# What to do
1: According to the text on Gauss's electric field law, in what year did Carl Friedrich Gauss first formulate the law?
2: Return all of the records below line for line, without changing anything.

# Selected text
Maxwell's Equations - Gauss's Electric Field Law

By Steven McFadyen on September 4th, 2013

Gauss's Electrical law defines the relation between charge ("Positive" & "Negative") and the electric field. The law was initially formulated by Carl Friedrich Gauss in 1835.

In Gauss's law, the electric field is the electrostatic field. The law shows how the electrostatic field behaves and varies depending on the charge distribution within it. More formally it relates the electric flux [the electric field flowing from positive to negative charges] passing through a closed surface to the charge contained within the surface.

The electric field flux passing through a closed surface is proportional to the charged contained within that surface

At this stage, if you have not read our Maxwell's Equations Introduction post; it is worth reading. The post is relatively short, but it does give an overview of Maxwell's Equations and puts them into context.

Gauss's Electric Field Law - Integral Form

In integral form, we write Gauss's Electric Field Law as:

$\oint_S {\vec E \cdot \hat n\,da} = \frac{{{q_{enc}}}}{{{\varepsilon _0}}}$ - integral Form

The first term tells us to take the surface integral of the dot product between electric vector (E in V/m) and a unit vector (n) normal to the surface. The dot product gives the electrical field normal to the surface and the integral the total electric flux ( ${\Phi _E}$ ) passing through the surface.

The second term is the net charge (q in Coulombs) enclosed within the surface (divided by a constant of proportionality 1/ε0).

Together both these terms define the law in mathematical concepts.

By knowing an electric flux distribution through a surface, we can find the charge contained by the surface. Conversely knowing the charge contained within a surface, the electric flux passing through the surface can be determined.

Electric Field and Electric Flux

Electric fields are generated by charged particles (and varying magnetic fields). In a physical sense, it describes the force which would be exerted on a charged particle within the field. An electric field is a vector acting in the direction of any force on a charged particle. The magnitude of an electric field is expressed in newtons per coulomb, which is equivalent to volts per metre.

# Dataset extract

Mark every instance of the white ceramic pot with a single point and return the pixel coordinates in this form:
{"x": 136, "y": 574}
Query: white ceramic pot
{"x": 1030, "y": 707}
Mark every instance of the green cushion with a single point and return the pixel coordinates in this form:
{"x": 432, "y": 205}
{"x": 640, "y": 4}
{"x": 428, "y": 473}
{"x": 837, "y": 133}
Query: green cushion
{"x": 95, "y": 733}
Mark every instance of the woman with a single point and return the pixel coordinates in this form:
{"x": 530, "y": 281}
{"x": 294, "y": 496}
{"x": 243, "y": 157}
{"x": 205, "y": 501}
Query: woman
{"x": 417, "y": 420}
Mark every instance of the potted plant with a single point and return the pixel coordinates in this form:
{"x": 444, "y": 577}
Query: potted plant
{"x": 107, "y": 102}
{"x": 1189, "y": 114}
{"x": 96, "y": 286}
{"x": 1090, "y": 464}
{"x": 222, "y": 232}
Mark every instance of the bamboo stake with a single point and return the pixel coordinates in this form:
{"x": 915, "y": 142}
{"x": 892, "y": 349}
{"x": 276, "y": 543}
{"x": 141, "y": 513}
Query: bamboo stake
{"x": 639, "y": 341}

# Expected answers
1: 1835

2:
Mark every instance of the white ceramic pot with a single point and return the pixel coordinates in this form:
{"x": 136, "y": 574}
Query: white ceramic pot
{"x": 1030, "y": 707}
Mark every instance of the green cushion with a single point and return the pixel coordinates in this form:
{"x": 432, "y": 205}
{"x": 640, "y": 4}
{"x": 428, "y": 473}
{"x": 837, "y": 133}
Query: green cushion
{"x": 95, "y": 733}
Mark every instance of the woman with a single point and return the pixel coordinates in this form:
{"x": 530, "y": 281}
{"x": 294, "y": 496}
{"x": 243, "y": 157}
{"x": 205, "y": 501}
Query: woman
{"x": 417, "y": 420}
Mark every instance of the potted plant with a single point and return the pixel coordinates in this form:
{"x": 444, "y": 577}
Query: potted plant
{"x": 107, "y": 102}
{"x": 1189, "y": 114}
{"x": 96, "y": 286}
{"x": 1090, "y": 464}
{"x": 222, "y": 232}
Mark every instance of the bamboo stake with a single point and return the pixel coordinates in this form:
{"x": 915, "y": 142}
{"x": 892, "y": 349}
{"x": 276, "y": 543}
{"x": 141, "y": 513}
Query: bamboo stake
{"x": 639, "y": 341}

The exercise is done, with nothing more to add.